▶ Exercise objective: Each entry should be quoted word for word, including every mark of punctuation.

▶ Provided records:
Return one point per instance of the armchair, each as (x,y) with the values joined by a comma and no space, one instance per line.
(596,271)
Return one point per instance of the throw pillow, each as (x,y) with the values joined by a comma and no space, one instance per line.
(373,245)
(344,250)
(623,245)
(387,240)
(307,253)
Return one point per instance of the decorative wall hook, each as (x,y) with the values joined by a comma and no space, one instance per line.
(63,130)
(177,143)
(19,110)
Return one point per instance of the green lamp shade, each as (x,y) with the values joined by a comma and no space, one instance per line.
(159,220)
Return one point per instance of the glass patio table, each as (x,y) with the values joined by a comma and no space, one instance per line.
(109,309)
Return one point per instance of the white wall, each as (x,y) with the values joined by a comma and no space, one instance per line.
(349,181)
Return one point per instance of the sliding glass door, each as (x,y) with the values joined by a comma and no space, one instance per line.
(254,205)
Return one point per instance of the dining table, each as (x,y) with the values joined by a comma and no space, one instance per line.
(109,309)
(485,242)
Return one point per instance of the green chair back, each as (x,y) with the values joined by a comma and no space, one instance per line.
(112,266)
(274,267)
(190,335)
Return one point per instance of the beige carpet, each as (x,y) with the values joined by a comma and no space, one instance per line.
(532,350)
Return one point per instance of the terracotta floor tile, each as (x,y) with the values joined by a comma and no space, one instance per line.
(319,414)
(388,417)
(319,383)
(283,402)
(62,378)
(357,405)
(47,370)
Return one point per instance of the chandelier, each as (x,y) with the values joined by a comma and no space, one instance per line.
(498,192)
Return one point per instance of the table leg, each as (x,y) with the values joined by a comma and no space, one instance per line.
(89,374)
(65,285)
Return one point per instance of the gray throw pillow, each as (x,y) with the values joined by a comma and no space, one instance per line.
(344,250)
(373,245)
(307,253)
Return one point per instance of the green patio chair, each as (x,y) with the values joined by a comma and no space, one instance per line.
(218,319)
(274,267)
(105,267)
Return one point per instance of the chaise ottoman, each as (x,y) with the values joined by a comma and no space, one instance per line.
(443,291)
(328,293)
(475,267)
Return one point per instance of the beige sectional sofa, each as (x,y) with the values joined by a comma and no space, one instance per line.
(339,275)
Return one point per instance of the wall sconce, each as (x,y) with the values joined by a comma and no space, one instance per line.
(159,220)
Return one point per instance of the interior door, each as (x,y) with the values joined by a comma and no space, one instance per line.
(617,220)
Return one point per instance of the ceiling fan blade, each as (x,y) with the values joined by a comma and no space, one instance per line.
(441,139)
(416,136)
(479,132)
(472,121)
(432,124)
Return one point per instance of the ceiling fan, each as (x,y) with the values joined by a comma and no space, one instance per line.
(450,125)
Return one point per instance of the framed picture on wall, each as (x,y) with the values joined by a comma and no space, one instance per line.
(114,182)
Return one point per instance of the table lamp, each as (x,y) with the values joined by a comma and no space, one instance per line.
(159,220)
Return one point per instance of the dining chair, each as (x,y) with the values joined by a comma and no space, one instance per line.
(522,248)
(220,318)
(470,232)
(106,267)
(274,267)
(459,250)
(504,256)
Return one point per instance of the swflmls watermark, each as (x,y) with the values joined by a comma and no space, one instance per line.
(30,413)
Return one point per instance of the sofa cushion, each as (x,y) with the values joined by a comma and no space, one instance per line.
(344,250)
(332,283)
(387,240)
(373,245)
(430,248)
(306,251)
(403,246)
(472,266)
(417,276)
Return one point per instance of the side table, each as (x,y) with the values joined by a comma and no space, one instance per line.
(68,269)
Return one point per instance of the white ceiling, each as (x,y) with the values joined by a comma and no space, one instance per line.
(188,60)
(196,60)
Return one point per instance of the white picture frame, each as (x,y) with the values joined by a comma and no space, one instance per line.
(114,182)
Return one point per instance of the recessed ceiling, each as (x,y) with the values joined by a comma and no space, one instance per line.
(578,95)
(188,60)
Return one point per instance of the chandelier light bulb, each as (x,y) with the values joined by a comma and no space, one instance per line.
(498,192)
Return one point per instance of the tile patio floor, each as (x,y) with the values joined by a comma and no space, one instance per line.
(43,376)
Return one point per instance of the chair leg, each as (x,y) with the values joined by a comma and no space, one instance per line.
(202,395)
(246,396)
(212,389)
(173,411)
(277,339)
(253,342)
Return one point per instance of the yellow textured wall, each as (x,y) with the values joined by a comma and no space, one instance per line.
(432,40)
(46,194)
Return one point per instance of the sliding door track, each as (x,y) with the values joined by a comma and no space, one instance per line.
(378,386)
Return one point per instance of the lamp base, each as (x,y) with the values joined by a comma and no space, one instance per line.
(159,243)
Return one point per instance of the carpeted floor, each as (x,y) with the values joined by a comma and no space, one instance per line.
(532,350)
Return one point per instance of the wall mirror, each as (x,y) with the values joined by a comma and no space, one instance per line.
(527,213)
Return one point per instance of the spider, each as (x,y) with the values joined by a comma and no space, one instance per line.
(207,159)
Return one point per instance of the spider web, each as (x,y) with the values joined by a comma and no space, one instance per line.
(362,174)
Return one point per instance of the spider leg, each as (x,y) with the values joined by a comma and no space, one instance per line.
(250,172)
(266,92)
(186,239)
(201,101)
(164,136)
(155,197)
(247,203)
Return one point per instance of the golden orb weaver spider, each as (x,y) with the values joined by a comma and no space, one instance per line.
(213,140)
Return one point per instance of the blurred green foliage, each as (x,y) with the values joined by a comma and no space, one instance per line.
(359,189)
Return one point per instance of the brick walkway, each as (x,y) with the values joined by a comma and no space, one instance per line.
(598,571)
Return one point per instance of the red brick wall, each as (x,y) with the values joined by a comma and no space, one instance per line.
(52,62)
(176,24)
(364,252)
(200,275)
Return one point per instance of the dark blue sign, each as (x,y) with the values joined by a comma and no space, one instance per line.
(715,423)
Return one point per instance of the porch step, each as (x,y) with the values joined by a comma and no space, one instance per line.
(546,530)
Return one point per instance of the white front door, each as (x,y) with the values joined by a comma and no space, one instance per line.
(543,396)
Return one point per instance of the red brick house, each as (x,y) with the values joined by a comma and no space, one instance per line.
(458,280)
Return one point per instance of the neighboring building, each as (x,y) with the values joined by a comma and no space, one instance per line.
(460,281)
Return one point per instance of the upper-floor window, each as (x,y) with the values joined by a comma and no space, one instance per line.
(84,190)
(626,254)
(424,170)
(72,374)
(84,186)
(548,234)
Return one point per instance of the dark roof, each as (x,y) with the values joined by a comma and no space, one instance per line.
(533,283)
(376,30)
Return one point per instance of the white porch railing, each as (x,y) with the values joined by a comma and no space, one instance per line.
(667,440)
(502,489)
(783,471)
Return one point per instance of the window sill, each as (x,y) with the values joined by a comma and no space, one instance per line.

▶ Response below:
Return one point per instance of the armchair, each as (x,y) with the values joined by a comma and no space, one instance per line.
(596,271)
Return one point per instance of the throw pillow, each as (x,y) with the values joined by a comma and no space, one instance per line.
(373,245)
(344,250)
(623,245)
(387,240)
(307,253)
Return one point per instance of the decorative wall hook, each as (x,y) with the values joined by a comma and no space, one instance per line.
(63,130)
(177,143)
(19,110)
Return one point per instance of the green lamp shade, each as (x,y) with the values joined by a comma and no space, one instance per line.
(159,220)
Return one point per instance of the glass patio table, each as (x,y) with the values joined by a comma and no space, one instance per line.
(109,309)
Return one point per instance of the white wall, each as (x,y) with the values joined by a comma and no space, one instance per line.
(349,181)
Return one point per instance of the sliding glass door, each as (x,y) with the values joined by a comma and no space, one instance per line.
(254,205)
Return one point per instance of the dining table, each as (x,y) with the values joined by a comma and no space, one instance per line.
(109,309)
(485,242)
Return one point per instance of the green chair back, each as (x,y) with the values joined by a comma and no space, one instance per line.
(112,266)
(274,267)
(190,335)
Return one point per instance of the beige carpet, each as (x,y) with the values joined by a comma and no space, one instance per line.
(532,350)
Return one point per instance of the terracotta floor tile, each as (x,y) with the values joined by a comma and no space, one instance per line.
(319,414)
(388,417)
(319,383)
(283,402)
(62,378)
(357,405)
(47,370)
Return one point per instance of the chandelier, each as (x,y) with the values joined by a comma and no space, one instance per line.
(498,192)
Return one point per instance of the table leg, each as (x,y) with the values joined by a comma and no space, one instance per line.
(89,374)
(65,285)
Return one point per instance of the gray throw pillow, each as (x,y) with the values joined by a comma and no space, one instance per line.
(344,250)
(373,245)
(307,253)
Return one point per instance of the green patio chair, each as (x,y) with the values joined by a comma and no space, one instance per line.
(218,319)
(274,267)
(105,267)
Return one point per instance of the chaise ottoman, each as (x,y) with the values joined by a comma and no space, one instance per line.
(443,291)
(328,293)
(475,267)
Return one point per instance of the beige sectional sofa, each as (x,y) with the values joined by a comma and no space, one instance per line.
(339,275)
Return one point per instance of the wall sconce, each as (x,y) with the values joined by a comma and no space, one instance per line.
(159,220)
Return one point per instance of the interior door, each as (x,y) with the values joined by a comma and no space, one instance per line.
(617,220)
Return one point per instance of the ceiling fan blade, each as (x,y) with the values joined by a comma and no space, one instance per line.
(441,139)
(416,136)
(479,132)
(472,121)
(432,124)
Return one point per instance of the ceiling fan, each as (x,y) with the values joined by a comma and no space, one instance per line.
(450,125)
Return one point per instance of the framed picture on wall, each as (x,y) with the values joined by a comma and no space, one instance per line.
(114,182)
Return one point per instance of the table lamp, each as (x,y) with the values joined by a comma and no space, one instance per line.
(159,220)
Return one point per instance of the dining chair, each as (x,y) with the values joined by a comma and no space, one instance per line.
(522,248)
(220,318)
(470,232)
(106,267)
(274,267)
(459,250)
(504,256)
Return one point per instance of the swflmls watermark, each as (x,y) with the values joined by a comma and no space, one instance per line.
(30,413)
Return one point per instance of the sofa cushion, each as (x,y) with the values joined by a comma and no space, one instance per line.
(344,250)
(332,283)
(387,240)
(373,245)
(430,248)
(306,251)
(403,246)
(472,266)
(417,276)
Return one point per instance of the side table, each as (x,y) with the values joined by a comma and no space, one instance per line.
(68,269)
Return one point per instance of the white ceiling, each as (x,y) with the values joined by a comma and no space, one instance per line.
(188,60)
(196,60)
Return one point per instance of the white picture frame, each as (x,y) with the values joined by a comma and no space, one instance per line.
(114,182)
Return one point per instance of the recessed ceiling, each as (x,y) with the values joined by a comma and no space, one instance per line.
(578,95)
(188,60)
Return one point per instance of the chandelier light bulb, each as (x,y) with the values joined by a comma and no space, one instance per line.
(498,192)
Return one point per instance of the tile patio floor, each as (x,y) with the values joined by a comma and no space, one instance per line.
(43,376)
Return one point per instance of the chair leg, each as (x,y) with the values joined by a comma and no space, one instance per line.
(202,395)
(246,396)
(212,389)
(173,411)
(277,339)
(253,342)
Return one point per instance of the yellow textured wall, each as (x,y) with the values joined by a comma and no space, one instance per line.
(432,40)
(46,194)
Return one point per instance of the sliding door track, each as (x,y) with the values joined by a comma and no space, one instance per line.
(378,386)
Return one point per instance of the lamp base, each as (x,y) with the values joined by a comma and no space, one instance per line.
(159,243)
Return one point per instance of the carpeted floor, each as (x,y) with the values joined by a comma and no space, one instance per line.
(532,350)
Return one point per instance of the wall mirror, each as (x,y) with the values joined by a comma and no space, one instance per line.
(527,213)
Return one point per instance of the spider, each as (x,y) with the values joined by a comma and no space, one instance per line.
(207,159)
Return one point per instance of the spider web, each as (x,y) with the values joined by a comma and no space, one instance per line.
(362,174)
Return one point per instance of the spider leg, each as (x,y) with the values joined by a comma and no space, one instance per line.
(250,172)
(266,92)
(186,239)
(201,101)
(164,136)
(155,197)
(247,203)
Return one point per instance of the golden orb weaver spider, each as (x,y) with the values joined by a comma and no space, one instance per line.
(213,140)
Return one point per instance of the blurred green foliage, each as (x,y) with the values joined by a comma and no space, one instance per line.
(359,189)
Return one point per instance of the brick walkway, each as (x,y) with the values joined by a comma and no space, one instance per line.
(598,571)
Return one point per instance of the red brick wall, each as (x,y) with the values joined by a comma and no space, one instance per line.
(52,62)
(176,24)
(364,252)
(200,275)
Return one point per instance of the dark blue sign, each as (x,y) with the values joined by a comma and no space, one instance per line.
(715,423)
Return one point per instance of the porch step, each as (x,y) with the values joined by a comma and no space, one instance per line.
(546,530)
Return one point per instance of the white front door, each as (x,y) with the values joined by a comma and no space, one instance per line.
(543,396)
Return one point per instance of the red brick house, each as (x,y) with the values joined by a comma and no space, one instance per line.
(458,280)
Return one point per instance of the neighboring building, each as (x,y) with the values joined by a comma and no space, one instance per line.
(460,281)
Return one point per instance of the upper-floor window, each as (x,y) with the values joined by a comma and no space, one instance per line.
(84,190)
(626,254)
(424,170)
(72,374)
(84,186)
(548,234)
Return one point per instance of the dark roof, each as (x,y) with the values joined by a comma and no space, one instance per line.
(533,283)
(376,30)
Return one point per instance of the white porch railing, each as (x,y) with the values joined by a comma and no space, one instance per line.
(667,440)
(502,489)
(783,471)
Return one point per instance of the window sill, each as (x,y) with the values joined by a comma and no space, one instance per line.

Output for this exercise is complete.